Ausgangstext -
Es ist erfreulich, daß der wissenschaftliche Aufwand für die Eye-Tracking-Methoden nicht nur ausschließlich in den Bereich der Marktforschung fließt, damit z.B. die Firma Google erfährt, welche Stellen in der Bildschirmdarstellung die meisten Blicke auf sich ziehen, sondern daß sich auch für ganz normale Menschen, seien sie behindert oder nicht, eine persönliche, spielerisch-unterhaltende Anwendung auftut.
Gespeichert und geladen werden Spielstände über das Menü-Icon in der linken unteren Bildschirmecke. Es gibt nur 8 Speicherplätze, die nicht selbst beschriftet werden können.
Den Download (173 MB) findet man auf der spanischen Seite ADAN, die sich ausschließlich spanischen Freeware- und Independentspielen verschrieben hat.
Fazit
The Road to Santiago ist ein umfangreiches Freewarespiel mit recht langer Spieldauer, das besonders Weltenbummler und Geschichtsfreunde ansprechen wird. Es ist ein Spiel mit echter Innovation, nämlich der Implementierung einer neuen Benutzerschnittstelle. Sollte sich die Augensteuerung irgendwann mal im Spielebereich durchsetzten, so können wir El Camino de Santiago bereits heute als Mutter der Eye-Tracking-Adventures im Familienstammbaum notieren.

Aufgabe 1 - Stelle die Datensätze von ihrer ersten Zeile bis einschließlich der Zeile mit "[[247, 398], [358, 482], [358, 359], [300, 323], [273, 344]]" als Markdown-Tabelle mit den Spalten "Nr" und "Zeile" dar und lass dabei Leerzeilen weg.
Die Datensätze stehen in keinem Zusammenhang mit dem Ausgangstext.

Eingabedatensätze -
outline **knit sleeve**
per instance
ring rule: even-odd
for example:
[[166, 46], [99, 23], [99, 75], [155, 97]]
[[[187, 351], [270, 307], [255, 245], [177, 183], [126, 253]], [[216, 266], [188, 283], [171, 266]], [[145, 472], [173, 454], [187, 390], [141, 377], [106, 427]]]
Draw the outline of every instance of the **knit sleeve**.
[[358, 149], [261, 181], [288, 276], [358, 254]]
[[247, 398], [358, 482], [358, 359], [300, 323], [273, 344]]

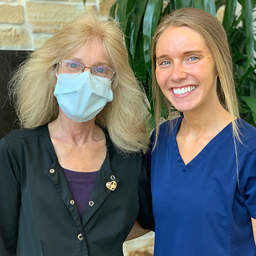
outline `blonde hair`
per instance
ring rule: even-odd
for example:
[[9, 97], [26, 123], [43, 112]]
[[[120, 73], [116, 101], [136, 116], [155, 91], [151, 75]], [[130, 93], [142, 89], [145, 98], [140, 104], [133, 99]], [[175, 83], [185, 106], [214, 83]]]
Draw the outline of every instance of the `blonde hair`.
[[217, 18], [199, 9], [193, 8], [176, 10], [166, 15], [159, 24], [152, 41], [152, 76], [154, 103], [156, 112], [156, 144], [159, 132], [161, 109], [163, 102], [170, 115], [173, 107], [164, 96], [156, 80], [156, 48], [159, 37], [171, 27], [188, 27], [198, 32], [210, 49], [218, 72], [217, 93], [222, 106], [231, 115], [234, 138], [239, 138], [239, 131], [234, 121], [239, 116], [238, 104], [232, 76], [232, 59], [227, 35]]
[[112, 83], [113, 100], [97, 115], [96, 123], [107, 129], [118, 150], [125, 153], [141, 149], [145, 152], [149, 138], [145, 97], [129, 65], [123, 34], [114, 20], [100, 20], [91, 14], [67, 24], [15, 71], [9, 91], [20, 125], [33, 129], [57, 118], [59, 106], [53, 95], [57, 63], [92, 40], [102, 43], [116, 72]]

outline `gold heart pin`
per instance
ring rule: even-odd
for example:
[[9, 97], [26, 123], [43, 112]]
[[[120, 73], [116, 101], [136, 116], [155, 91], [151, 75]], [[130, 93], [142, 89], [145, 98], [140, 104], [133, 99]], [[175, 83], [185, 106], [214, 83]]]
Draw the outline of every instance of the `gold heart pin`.
[[114, 180], [113, 180], [111, 182], [107, 182], [106, 186], [109, 189], [114, 191], [116, 187], [116, 182]]

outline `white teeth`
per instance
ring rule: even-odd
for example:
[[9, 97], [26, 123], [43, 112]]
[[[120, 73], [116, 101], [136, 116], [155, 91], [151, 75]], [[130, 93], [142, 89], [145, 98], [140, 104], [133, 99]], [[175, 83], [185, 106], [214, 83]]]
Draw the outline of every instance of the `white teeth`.
[[185, 87], [185, 88], [183, 87], [181, 89], [180, 88], [178, 88], [178, 89], [174, 89], [173, 91], [175, 94], [180, 95], [181, 94], [184, 94], [184, 93], [191, 92], [191, 91], [194, 90], [195, 88], [196, 88], [195, 86], [193, 86], [193, 87]]

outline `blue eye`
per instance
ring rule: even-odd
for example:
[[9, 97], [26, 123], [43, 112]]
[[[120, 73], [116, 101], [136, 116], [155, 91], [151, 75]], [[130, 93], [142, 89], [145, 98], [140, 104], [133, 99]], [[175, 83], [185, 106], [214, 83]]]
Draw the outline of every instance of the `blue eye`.
[[190, 58], [189, 58], [188, 60], [190, 60], [193, 61], [194, 60], [197, 60], [197, 59], [198, 59], [198, 58], [198, 58], [197, 57], [195, 57], [194, 56], [193, 57], [191, 57]]
[[76, 68], [77, 68], [77, 65], [74, 63], [72, 63], [70, 65], [70, 67], [73, 69], [76, 69]]
[[161, 64], [163, 65], [169, 65], [170, 64], [170, 61], [163, 61], [161, 63]]
[[97, 69], [96, 72], [97, 73], [103, 73], [104, 72], [104, 70], [102, 69], [102, 68], [99, 68], [98, 69]]

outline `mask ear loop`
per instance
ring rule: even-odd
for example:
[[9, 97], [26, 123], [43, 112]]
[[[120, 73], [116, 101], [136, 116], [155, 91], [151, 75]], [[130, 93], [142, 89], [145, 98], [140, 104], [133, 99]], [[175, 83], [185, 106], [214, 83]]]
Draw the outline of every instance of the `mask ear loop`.
[[111, 82], [111, 83], [112, 83], [112, 82], [114, 81], [114, 78], [116, 76], [116, 73], [114, 72], [114, 73], [113, 73], [112, 77], [111, 77], [111, 78], [110, 79], [110, 81]]

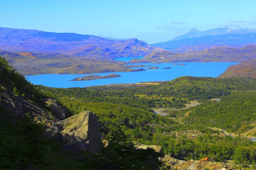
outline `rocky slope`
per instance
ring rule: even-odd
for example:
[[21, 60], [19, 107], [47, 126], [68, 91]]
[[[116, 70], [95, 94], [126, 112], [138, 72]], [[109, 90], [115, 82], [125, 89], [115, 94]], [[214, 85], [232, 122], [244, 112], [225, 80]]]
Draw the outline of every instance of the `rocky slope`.
[[47, 129], [45, 134], [64, 144], [66, 148], [77, 152], [97, 153], [103, 146], [100, 123], [96, 114], [90, 111], [59, 122]]
[[136, 38], [115, 40], [74, 33], [0, 28], [0, 49], [11, 52], [61, 54], [87, 58], [145, 55], [162, 50]]
[[256, 78], [256, 58], [229, 66], [218, 77], [228, 78], [243, 77]]
[[217, 162], [208, 160], [208, 158], [200, 160], [184, 161], [179, 160], [166, 155], [160, 158], [167, 169], [177, 170], [228, 170], [236, 169], [232, 162]]
[[28, 114], [38, 123], [43, 123], [50, 126], [60, 120], [52, 113], [42, 108], [32, 101], [15, 95], [8, 87], [0, 82], [0, 108], [8, 110], [14, 119], [19, 120]]
[[154, 52], [132, 62], [241, 62], [253, 59], [256, 56], [256, 46], [247, 45], [241, 48], [222, 47], [201, 51], [176, 52], [164, 51]]

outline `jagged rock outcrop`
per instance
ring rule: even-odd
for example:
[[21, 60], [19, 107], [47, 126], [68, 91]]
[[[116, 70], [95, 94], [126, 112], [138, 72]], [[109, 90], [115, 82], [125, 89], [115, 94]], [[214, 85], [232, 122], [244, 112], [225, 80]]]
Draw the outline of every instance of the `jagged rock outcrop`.
[[60, 103], [54, 99], [47, 98], [43, 100], [47, 107], [50, 107], [51, 109], [56, 115], [61, 120], [67, 118], [67, 109], [63, 107]]
[[156, 152], [161, 153], [164, 156], [164, 150], [161, 146], [155, 145], [143, 145], [140, 143], [136, 143], [135, 147], [137, 149], [147, 149], [148, 148], [152, 148]]
[[64, 144], [66, 149], [97, 153], [103, 146], [100, 127], [96, 114], [84, 111], [53, 125], [45, 134]]
[[12, 91], [0, 84], [0, 106], [8, 110], [14, 119], [24, 118], [28, 114], [37, 123], [44, 123], [50, 126], [60, 120], [46, 109], [34, 104], [20, 96], [15, 95]]

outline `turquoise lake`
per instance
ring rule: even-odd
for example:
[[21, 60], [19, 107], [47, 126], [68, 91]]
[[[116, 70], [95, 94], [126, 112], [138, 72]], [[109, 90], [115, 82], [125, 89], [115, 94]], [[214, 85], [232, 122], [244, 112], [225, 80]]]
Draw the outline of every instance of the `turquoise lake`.
[[[131, 60], [131, 58], [129, 58]], [[89, 74], [45, 74], [28, 75], [27, 80], [35, 85], [42, 85], [54, 87], [68, 88], [73, 87], [83, 88], [87, 86], [104, 85], [110, 84], [134, 83], [136, 82], [171, 80], [181, 76], [190, 75], [197, 77], [212, 77], [215, 78], [223, 73], [228, 67], [238, 62], [179, 62], [185, 65], [174, 65], [174, 63], [137, 63], [134, 65], [144, 65], [151, 66], [137, 68], [147, 70], [136, 72], [113, 72]], [[147, 68], [156, 66], [159, 69], [148, 70]], [[170, 67], [169, 69], [161, 68]], [[105, 75], [110, 74], [117, 74], [122, 77], [105, 79], [94, 80], [88, 81], [69, 81], [74, 78], [88, 75]]]

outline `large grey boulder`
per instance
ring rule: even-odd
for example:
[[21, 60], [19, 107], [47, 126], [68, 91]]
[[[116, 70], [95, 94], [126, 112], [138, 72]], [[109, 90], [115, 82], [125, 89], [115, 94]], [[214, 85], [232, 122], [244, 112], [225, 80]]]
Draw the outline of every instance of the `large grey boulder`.
[[147, 149], [148, 148], [152, 148], [155, 150], [156, 152], [161, 153], [164, 155], [164, 150], [161, 146], [155, 145], [147, 145], [141, 144], [140, 143], [136, 143], [135, 147], [136, 149]]
[[87, 111], [55, 123], [45, 134], [63, 143], [66, 149], [97, 153], [103, 146], [100, 127], [96, 114]]

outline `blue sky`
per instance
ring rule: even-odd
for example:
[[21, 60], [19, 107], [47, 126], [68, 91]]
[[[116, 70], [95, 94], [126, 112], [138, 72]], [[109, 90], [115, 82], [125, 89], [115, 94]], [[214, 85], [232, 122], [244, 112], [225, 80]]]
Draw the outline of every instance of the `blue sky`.
[[0, 0], [0, 27], [75, 32], [149, 43], [195, 28], [256, 28], [255, 0]]

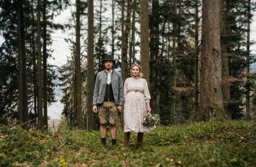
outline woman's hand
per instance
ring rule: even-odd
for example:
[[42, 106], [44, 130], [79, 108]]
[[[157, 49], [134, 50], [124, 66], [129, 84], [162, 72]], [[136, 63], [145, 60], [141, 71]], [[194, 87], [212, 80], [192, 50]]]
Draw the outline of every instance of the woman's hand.
[[150, 108], [150, 104], [149, 103], [147, 103], [147, 113], [149, 112], [151, 114], [151, 108]]

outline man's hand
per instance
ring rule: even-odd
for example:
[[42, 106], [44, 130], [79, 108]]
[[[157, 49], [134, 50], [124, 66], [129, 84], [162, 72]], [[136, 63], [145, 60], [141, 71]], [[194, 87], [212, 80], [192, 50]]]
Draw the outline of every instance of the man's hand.
[[123, 108], [122, 106], [118, 106], [117, 107], [117, 109], [119, 110], [119, 112], [121, 112], [121, 111], [122, 110], [122, 108]]
[[98, 109], [97, 109], [97, 105], [94, 105], [94, 106], [93, 107], [93, 110], [95, 113], [97, 113], [98, 112]]

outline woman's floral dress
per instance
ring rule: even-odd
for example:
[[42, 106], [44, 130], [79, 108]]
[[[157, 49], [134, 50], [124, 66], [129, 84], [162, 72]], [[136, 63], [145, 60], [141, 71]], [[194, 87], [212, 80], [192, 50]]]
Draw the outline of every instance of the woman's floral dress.
[[151, 96], [146, 79], [132, 77], [126, 79], [124, 86], [124, 132], [149, 132], [155, 128], [144, 127], [143, 119], [147, 115], [146, 103]]

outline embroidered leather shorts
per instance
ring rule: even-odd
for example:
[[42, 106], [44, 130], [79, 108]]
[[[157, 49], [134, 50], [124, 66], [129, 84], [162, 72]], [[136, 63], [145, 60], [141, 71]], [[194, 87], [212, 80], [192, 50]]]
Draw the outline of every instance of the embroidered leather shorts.
[[104, 101], [98, 107], [100, 123], [105, 124], [108, 121], [111, 124], [115, 124], [117, 119], [117, 108], [115, 102]]

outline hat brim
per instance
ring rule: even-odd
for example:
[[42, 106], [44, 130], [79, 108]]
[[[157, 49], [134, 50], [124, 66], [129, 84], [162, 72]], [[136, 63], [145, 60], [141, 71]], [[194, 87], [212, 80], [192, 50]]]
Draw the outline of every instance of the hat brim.
[[112, 59], [102, 60], [101, 60], [101, 63], [102, 64], [104, 65], [104, 62], [105, 61], [108, 61], [108, 60], [112, 61], [113, 62], [113, 65], [114, 65], [115, 64], [115, 60], [112, 60]]

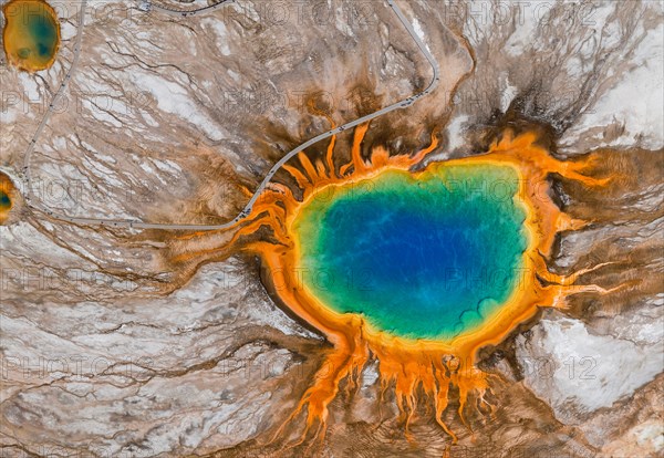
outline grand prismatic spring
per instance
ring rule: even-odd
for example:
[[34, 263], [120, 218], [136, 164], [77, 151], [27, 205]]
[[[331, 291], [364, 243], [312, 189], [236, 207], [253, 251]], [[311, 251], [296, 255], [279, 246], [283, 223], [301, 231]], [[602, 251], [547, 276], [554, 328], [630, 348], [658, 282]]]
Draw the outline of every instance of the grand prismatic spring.
[[4, 54], [19, 70], [49, 69], [60, 46], [60, 23], [55, 10], [43, 0], [12, 0], [3, 8]]
[[[609, 179], [591, 176], [594, 155], [559, 160], [535, 133], [511, 131], [485, 154], [424, 168], [435, 135], [413, 155], [375, 147], [364, 159], [367, 128], [356, 128], [347, 164], [335, 164], [334, 137], [324, 158], [300, 153], [299, 166], [284, 166], [298, 194], [272, 184], [224, 247], [176, 249], [174, 260], [258, 254], [278, 300], [333, 345], [289, 419], [307, 412], [303, 438], [312, 427], [314, 436], [324, 434], [340, 386], [356, 386], [375, 358], [406, 431], [425, 394], [456, 440], [442, 419], [450, 388], [469, 428], [470, 409], [494, 409], [488, 394], [499, 381], [476, 366], [480, 347], [499, 343], [539, 306], [564, 309], [570, 294], [606, 292], [574, 283], [602, 264], [567, 277], [547, 269], [557, 232], [587, 225], [553, 202], [547, 176], [589, 189]], [[257, 237], [262, 228], [270, 236]]]

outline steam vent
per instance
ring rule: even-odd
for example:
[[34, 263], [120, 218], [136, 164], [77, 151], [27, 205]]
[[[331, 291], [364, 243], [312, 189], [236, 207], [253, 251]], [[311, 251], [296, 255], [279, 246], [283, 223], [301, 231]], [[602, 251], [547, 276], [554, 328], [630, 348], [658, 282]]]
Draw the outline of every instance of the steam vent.
[[664, 455], [661, 2], [0, 8], [0, 455]]

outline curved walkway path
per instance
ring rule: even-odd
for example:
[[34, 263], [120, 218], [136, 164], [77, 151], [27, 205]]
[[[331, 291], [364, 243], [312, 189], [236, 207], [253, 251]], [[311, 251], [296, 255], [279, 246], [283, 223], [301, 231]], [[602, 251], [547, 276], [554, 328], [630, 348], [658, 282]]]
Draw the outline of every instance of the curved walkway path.
[[[186, 15], [195, 15], [195, 14], [203, 13], [203, 12], [209, 12], [209, 11], [212, 11], [214, 9], [220, 8], [221, 6], [230, 4], [234, 1], [235, 0], [222, 1], [222, 2], [211, 6], [211, 7], [206, 7], [206, 8], [199, 9], [199, 10], [189, 11], [186, 13]], [[434, 76], [433, 76], [429, 85], [424, 91], [422, 91], [415, 95], [412, 95], [404, 101], [394, 103], [390, 106], [385, 106], [384, 108], [381, 108], [375, 113], [369, 114], [366, 116], [362, 116], [355, 121], [351, 121], [350, 123], [346, 123], [339, 127], [330, 129], [323, 134], [320, 134], [320, 135], [309, 139], [308, 142], [304, 142], [297, 148], [290, 150], [277, 164], [274, 164], [272, 166], [272, 168], [270, 168], [270, 170], [267, 173], [267, 175], [264, 176], [264, 178], [261, 181], [261, 184], [259, 185], [259, 187], [253, 192], [253, 196], [251, 197], [251, 199], [249, 199], [249, 201], [247, 202], [245, 208], [232, 220], [225, 222], [222, 225], [169, 225], [169, 223], [142, 222], [142, 221], [134, 221], [134, 220], [126, 220], [126, 219], [100, 219], [100, 218], [70, 217], [66, 215], [56, 214], [48, 208], [42, 207], [41, 204], [32, 201], [32, 191], [31, 191], [31, 186], [30, 186], [30, 156], [32, 154], [34, 144], [37, 143], [39, 135], [41, 134], [43, 127], [45, 126], [45, 124], [49, 121], [49, 117], [51, 116], [53, 106], [54, 106], [55, 102], [58, 101], [58, 97], [60, 96], [60, 94], [62, 93], [64, 87], [66, 87], [66, 84], [72, 75], [72, 72], [75, 70], [75, 67], [79, 63], [79, 55], [81, 52], [81, 37], [82, 37], [82, 32], [83, 32], [85, 6], [86, 6], [86, 0], [83, 0], [83, 2], [81, 3], [81, 23], [79, 27], [79, 31], [76, 32], [74, 60], [73, 60], [72, 65], [70, 66], [69, 71], [65, 74], [63, 83], [58, 89], [58, 92], [55, 93], [55, 96], [53, 97], [53, 102], [50, 104], [49, 110], [44, 114], [42, 122], [40, 123], [37, 132], [34, 133], [34, 136], [32, 137], [32, 140], [28, 147], [28, 150], [25, 152], [24, 164], [23, 164], [24, 165], [23, 173], [24, 173], [25, 179], [27, 179], [25, 201], [28, 202], [28, 205], [31, 208], [43, 211], [44, 214], [49, 215], [53, 219], [56, 219], [60, 221], [72, 222], [72, 223], [76, 223], [76, 225], [84, 225], [84, 226], [107, 226], [107, 227], [117, 227], [117, 228], [165, 229], [165, 230], [217, 230], [217, 229], [226, 229], [226, 228], [229, 228], [229, 227], [236, 225], [237, 222], [245, 219], [251, 212], [251, 209], [253, 208], [253, 204], [256, 204], [256, 201], [259, 199], [261, 192], [266, 189], [266, 187], [268, 186], [268, 184], [270, 183], [270, 180], [272, 179], [274, 174], [277, 174], [277, 171], [286, 163], [288, 163], [293, 156], [295, 156], [298, 153], [304, 150], [305, 148], [310, 147], [311, 145], [313, 145], [318, 142], [321, 142], [325, 138], [336, 135], [345, 129], [355, 127], [362, 123], [366, 123], [371, 119], [374, 119], [378, 116], [382, 116], [382, 115], [393, 112], [395, 110], [406, 108], [406, 107], [413, 105], [419, 98], [428, 95], [430, 92], [433, 92], [436, 89], [436, 86], [438, 85], [438, 82], [440, 81], [438, 62], [436, 62], [436, 59], [427, 50], [426, 45], [422, 42], [422, 40], [417, 35], [417, 33], [415, 33], [415, 31], [413, 30], [413, 27], [409, 24], [406, 17], [402, 13], [401, 9], [395, 4], [394, 0], [386, 0], [386, 1], [387, 1], [387, 4], [390, 6], [390, 8], [394, 11], [396, 17], [401, 21], [401, 23], [407, 30], [411, 38], [415, 41], [415, 43], [417, 44], [417, 48], [419, 48], [419, 51], [424, 54], [424, 56], [426, 58], [428, 63], [432, 65]], [[154, 7], [154, 6], [152, 6], [152, 9], [155, 11], [168, 12], [169, 14], [175, 12], [174, 10], [168, 10], [168, 9], [164, 9], [162, 7]], [[178, 13], [178, 15], [183, 15], [181, 11], [177, 12], [177, 13]]]

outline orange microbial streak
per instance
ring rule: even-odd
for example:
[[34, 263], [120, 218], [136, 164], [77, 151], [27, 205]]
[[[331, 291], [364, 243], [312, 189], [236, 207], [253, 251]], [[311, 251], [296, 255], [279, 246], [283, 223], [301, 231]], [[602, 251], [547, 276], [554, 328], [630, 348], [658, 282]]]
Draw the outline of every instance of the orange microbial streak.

Aufgabe 2 - Schreibe aus dem Ausgangstext alles von "Gespeichert und geladen" bis einschließlich "Independentspielen verschrieben hat." wortgetreu ab.

Vollständige Lösung 1 -
| Nr | Zeile |
|---|---|
| 1 | outline **knit sleeve** |
| 2 | per instance |
| 3 | ring rule: even-odd |
| 4 | for example: |
| 5 | [[166, 46], [99, 23], [99, 75], [155, 97]] |
| 6 | [[[187, 351], [270, 307], [255, 245], [177, 183], [126, 253]], [[216, 266], [188, 283], [171, 266]], [[145, 472], [173, 454], [187, 390], [141, 377], [106, 427]]] |
| 7 | Draw the outline of every instance of the **knit sleeve**. |
| 8 | [[358, 149], [261, 181], [288, 276], [358, 254]] |
| 9 | [[247, 398], [358, 482], [358, 359], [300, 323], [273, 344]] |

Vollständige Lösung 2 -
Gespeichert und geladen werden Spielstände über das Menü-Icon in der linken unteren Bildschirmecke. Es gibt nur 8 Speicherplätze, die nicht selbst beschriftet werden können.
Den Download (173 MB) findet man auf der spanischen Seite ADAN, die sich ausschließlich spanischen Freeware- und Independentspielen verschrieben hat.